Entries from a point annotation set
▽
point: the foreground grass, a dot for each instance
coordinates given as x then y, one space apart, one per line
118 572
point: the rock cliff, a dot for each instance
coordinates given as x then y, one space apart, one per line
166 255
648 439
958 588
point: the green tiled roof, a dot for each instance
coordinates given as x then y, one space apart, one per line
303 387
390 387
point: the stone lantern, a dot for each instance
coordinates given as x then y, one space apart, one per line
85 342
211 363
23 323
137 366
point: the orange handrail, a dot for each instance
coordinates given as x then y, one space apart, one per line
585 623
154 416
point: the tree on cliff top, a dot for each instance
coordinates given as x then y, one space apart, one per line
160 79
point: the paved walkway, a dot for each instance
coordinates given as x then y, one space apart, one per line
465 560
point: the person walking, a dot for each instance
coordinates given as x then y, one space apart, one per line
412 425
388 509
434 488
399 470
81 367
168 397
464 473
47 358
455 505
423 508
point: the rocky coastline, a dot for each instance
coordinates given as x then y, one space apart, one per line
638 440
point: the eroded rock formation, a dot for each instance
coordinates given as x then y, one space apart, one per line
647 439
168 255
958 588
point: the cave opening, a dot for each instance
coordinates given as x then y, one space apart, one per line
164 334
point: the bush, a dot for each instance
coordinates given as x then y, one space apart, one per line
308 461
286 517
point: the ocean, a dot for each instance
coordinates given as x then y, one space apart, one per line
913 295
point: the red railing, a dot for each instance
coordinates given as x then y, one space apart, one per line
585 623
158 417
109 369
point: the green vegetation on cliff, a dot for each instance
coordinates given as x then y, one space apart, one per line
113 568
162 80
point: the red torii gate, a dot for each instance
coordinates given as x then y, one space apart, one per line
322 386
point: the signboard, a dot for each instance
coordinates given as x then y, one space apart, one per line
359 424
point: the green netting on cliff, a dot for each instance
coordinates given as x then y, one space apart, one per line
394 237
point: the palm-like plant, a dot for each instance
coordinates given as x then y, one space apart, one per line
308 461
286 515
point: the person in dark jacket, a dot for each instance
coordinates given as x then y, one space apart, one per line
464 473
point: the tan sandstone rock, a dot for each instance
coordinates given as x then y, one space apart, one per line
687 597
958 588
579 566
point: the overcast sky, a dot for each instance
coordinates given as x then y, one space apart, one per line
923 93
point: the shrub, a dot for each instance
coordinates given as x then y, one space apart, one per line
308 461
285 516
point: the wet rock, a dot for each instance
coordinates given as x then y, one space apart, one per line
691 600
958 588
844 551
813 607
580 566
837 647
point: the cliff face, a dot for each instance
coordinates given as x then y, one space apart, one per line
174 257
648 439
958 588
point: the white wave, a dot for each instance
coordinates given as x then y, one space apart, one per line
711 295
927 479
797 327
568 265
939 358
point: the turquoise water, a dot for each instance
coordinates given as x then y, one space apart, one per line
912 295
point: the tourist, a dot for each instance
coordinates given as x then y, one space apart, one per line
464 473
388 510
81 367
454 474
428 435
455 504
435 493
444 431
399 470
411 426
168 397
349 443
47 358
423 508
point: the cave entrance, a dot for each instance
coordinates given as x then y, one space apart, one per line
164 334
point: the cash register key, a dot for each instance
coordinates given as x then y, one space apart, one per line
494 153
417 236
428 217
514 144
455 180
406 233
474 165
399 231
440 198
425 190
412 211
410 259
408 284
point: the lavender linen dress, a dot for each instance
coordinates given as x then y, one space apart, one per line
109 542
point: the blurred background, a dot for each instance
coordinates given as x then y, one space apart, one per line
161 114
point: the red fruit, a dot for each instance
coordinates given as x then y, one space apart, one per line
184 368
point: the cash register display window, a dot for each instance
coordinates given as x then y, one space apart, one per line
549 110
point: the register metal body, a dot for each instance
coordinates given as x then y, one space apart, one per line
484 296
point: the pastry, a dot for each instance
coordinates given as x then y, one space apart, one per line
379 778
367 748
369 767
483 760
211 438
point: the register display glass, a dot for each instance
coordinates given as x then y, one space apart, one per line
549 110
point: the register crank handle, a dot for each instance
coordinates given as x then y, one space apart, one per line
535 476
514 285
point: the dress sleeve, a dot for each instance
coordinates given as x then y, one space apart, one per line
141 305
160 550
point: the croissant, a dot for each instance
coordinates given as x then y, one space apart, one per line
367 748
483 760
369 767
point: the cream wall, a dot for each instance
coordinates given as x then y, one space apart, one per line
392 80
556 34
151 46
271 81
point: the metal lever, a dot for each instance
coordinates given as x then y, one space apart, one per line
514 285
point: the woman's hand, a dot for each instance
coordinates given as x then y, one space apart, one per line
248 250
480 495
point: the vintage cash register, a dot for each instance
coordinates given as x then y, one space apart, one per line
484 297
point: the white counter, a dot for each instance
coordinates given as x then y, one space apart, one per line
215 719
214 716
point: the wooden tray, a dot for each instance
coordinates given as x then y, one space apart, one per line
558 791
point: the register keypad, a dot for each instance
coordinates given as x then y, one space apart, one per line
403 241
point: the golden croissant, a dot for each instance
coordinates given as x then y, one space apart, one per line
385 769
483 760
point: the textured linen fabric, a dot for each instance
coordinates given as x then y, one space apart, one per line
△
**Challenge**
Return the lines above exactly, keeping every word.

**Finished exercise**
point: the foreground grass, a dot for each instance
coordinates given as x then y, one space apart, one per line
118 572
point: the rock cliff, a dot for each instance
coordinates given as x then y, one space apart, one per line
166 255
648 439
958 588
point: the green tiled roof, a dot for each instance
coordinates given as x then y, one space apart, one per line
303 387
390 387
point: the stone lantern, a dot for each instance
coordinates given as x then y, one space apart, one per line
85 342
211 363
23 323
137 366
point: the orange handrail, a dot for each instance
coordinates given as x then y, one space apart, one per line
585 623
154 416
point: the tree on cliff top, a dot for each instance
coordinates given as x then y, one space apart, one per line
160 79
point: the paved walkway, a dot for each instance
coordinates given as x then y, one space apart, one per line
465 560
point: the person walking, a dot for each instance
coordinates given as x then y, one space apart, one per line
412 425
388 509
434 488
399 470
81 367
168 397
464 473
47 358
455 505
423 508
point: the rocky coastline, a dot for each instance
coordinates given as x then y, one space apart, one per line
638 440
point: the eroded rock formation, a dot for each instance
coordinates given as x then y, one space apart, one per line
647 439
168 255
958 588
point: the cave opening, a dot for each instance
coordinates given as x then y, one space apart, one per line
164 334
point: the bush, a dot for each instance
coordinates given as x then y, one space apart, one per line
308 461
286 517
point: the ocean, a dot for each instance
coordinates given as x then y, one space apart, one per line
913 295
point: the red railing, a dot for each instance
coordinates given as x then y, one space apart, one per line
585 623
158 417
109 369
point: the green vegetation on cliff, a dot for each instance
coordinates given as x then y, one space apart, one per line
113 568
162 80
point: the red torii gate, a dot for each instance
coordinates given as x then y, one space apart, one per line
322 386
point: the signboard, a dot for each instance
coordinates given as x then y, one space apart, one per line
359 424
point: the green netting on cliff, a dot for each instance
coordinates given as x then y, one space apart, one per line
394 237
point: the palm-like plant, a dot for each instance
coordinates given as x then y, one space apart, one per line
308 461
286 515
point: the person in dark jacket, a dot for each instance
coordinates given as x then y, one space apart, one per line
464 473
point: the tan sandstone rock, a dot for each instance
coordinates given as x then y, one space apart, one per line
687 597
958 588
579 566
point: the overcast sky, a dot for each instance
coordinates given as x then y, one space apart, one per line
923 93
point: the shrub, a dot for each instance
coordinates given as x then y, one space apart, one per line
308 461
285 516
point: the wet rock, a dot for each instance
coordinates given as x then y, one space apart, one per line
691 600
958 588
844 551
813 607
580 566
837 647
point: the cliff face, a dot for each instance
coordinates given as x then y, one space apart, one per line
174 257
648 439
958 588
point: the white wave, a dot for each instance
coordinates given as x then y, one space apart, one per line
711 295
927 479
797 327
568 265
939 358
point: the turquoise water, a dot for each instance
coordinates given as x then y, one space apart, one per line
912 295
point: the tourist, a dot for each instance
coordinates given as x then y, one space apart, one per line
464 473
388 510
81 367
454 474
428 435
455 504
435 493
444 431
399 470
411 426
168 397
349 443
47 358
423 508
point: the cave entrance, a dot for each instance
coordinates given as x then y, one space apart, one per line
164 334
point: the cash register key, a dot for each instance
coordinates given as x then y, one space apart, one per line
494 153
417 236
428 217
514 144
455 180
406 233
474 165
399 231
440 198
425 190
412 211
410 259
408 284
point: the lavender linen dress, a dot for each instance
coordinates given as x then y, one space apart, one per line
109 542
point: the blurred background, a dot for each instance
coordinates given as x then y, one space apart, one per line
161 114
point: the red fruit, a dot for each instance
coordinates given as x then y, one space apart, one per line
184 368
point: the cash register display window, a dot for each instance
coordinates given as x then y, one space apart, one per line
549 110
point: the register metal body, a dot for each instance
coordinates given as x then y, one space apart, one per line
484 296
point: the pastry, a dot for each instance
coordinates given as x then y, one space apart, one per line
379 778
367 748
369 767
483 760
211 438
point: the register display glass, a dot for each instance
coordinates given as x then y, one space apart, one per line
549 110
point: the register crank handle, a dot for each instance
coordinates given as x then y, one space apart, one per line
535 476
514 285
point: the dress sleeve, a dot for each instance
coordinates given as x then y, one space apart, one per line
141 305
160 550
point: the croissant, a dot for each instance
coordinates given as x then y, one space apart, one per line
367 748
483 760
369 767
point: the cream wall, a dot for each instance
coordinates given as x then y, one space apart, one per line
392 80
556 34
151 46
271 81
point: the metal lever, a dot for each instance
coordinates given as x then y, one space apart, one per line
514 285
point: the woman's hand, a dot for each instance
coordinates given as x then y, one space apart, one per line
248 250
480 495
point: the vintage cash register, a dot for each instance
coordinates given as x then y, one space apart, one per line
484 297
point: the white counter, a dot for each instance
coordinates given as x then y, one space apart, one per line
215 719
214 716
point: the wooden tray, a dot for each instance
coordinates given as x then y, one space apart, one per line
558 791
point: the register keypad, a dot for each instance
coordinates given as x then y, one space apart, one per line
403 241
point: the golden croissant, a dot for each instance
coordinates given as x then y, one space apart, one per line
385 769
483 760
point: the textured linen fabric, a dot for each instance
coordinates given as x then y, one space apart, one per line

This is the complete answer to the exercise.